▶ **Directions for this task**
Go line by line through the entries and show those that hold the string "cliff".

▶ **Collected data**
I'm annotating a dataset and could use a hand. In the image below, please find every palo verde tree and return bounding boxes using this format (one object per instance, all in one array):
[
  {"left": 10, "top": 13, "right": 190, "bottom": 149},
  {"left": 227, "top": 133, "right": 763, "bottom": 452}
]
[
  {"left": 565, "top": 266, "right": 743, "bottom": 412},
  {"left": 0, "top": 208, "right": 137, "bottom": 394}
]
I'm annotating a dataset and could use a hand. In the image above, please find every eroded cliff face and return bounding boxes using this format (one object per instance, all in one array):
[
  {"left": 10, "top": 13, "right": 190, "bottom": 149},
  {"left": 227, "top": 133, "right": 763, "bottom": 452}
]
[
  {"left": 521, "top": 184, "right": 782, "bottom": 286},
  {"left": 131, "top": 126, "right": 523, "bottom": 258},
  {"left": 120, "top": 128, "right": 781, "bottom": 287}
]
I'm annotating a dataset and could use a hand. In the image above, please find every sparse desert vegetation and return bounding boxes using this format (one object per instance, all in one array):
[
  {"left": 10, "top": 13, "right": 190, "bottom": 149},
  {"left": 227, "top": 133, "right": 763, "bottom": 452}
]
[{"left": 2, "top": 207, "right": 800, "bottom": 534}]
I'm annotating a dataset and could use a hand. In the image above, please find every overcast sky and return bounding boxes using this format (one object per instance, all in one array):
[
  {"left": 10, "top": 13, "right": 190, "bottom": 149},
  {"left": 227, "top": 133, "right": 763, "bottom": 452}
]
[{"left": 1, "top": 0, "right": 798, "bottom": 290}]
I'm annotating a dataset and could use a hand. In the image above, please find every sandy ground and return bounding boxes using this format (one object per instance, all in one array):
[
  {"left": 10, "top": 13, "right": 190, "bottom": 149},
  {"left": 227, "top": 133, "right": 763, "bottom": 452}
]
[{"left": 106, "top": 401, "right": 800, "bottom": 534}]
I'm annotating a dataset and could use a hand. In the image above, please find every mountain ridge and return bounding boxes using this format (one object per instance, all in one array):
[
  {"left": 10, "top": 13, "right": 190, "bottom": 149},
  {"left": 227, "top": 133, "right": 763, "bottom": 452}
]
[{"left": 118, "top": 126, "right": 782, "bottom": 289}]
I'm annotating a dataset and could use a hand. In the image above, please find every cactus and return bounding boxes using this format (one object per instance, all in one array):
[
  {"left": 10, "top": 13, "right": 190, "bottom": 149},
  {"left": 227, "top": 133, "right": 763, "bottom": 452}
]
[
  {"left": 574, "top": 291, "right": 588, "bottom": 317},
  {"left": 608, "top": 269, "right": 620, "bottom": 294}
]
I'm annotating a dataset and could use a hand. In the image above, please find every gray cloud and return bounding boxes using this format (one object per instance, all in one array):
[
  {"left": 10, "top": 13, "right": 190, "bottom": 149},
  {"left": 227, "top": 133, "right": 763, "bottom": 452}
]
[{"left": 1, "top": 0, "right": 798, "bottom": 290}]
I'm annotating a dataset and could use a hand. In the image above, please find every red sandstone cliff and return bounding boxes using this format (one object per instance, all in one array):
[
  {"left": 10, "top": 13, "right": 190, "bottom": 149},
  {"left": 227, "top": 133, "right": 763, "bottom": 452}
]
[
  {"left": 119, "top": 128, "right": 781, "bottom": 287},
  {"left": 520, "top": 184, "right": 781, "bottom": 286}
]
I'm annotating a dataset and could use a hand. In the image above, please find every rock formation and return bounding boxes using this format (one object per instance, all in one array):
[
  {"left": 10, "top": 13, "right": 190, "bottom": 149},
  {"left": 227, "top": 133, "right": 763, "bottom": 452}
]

▶ **Answer**
I'm annotating a dataset and could use a hand. In the image above, please find every eroded cliff face and return bounding boxes using this format (one object per instance, all in one array):
I'm annotating a dataset and could use a hand. In the image above, please find every red sandstone cliff and return bounding boxes using this format (one object per instance, all in one array):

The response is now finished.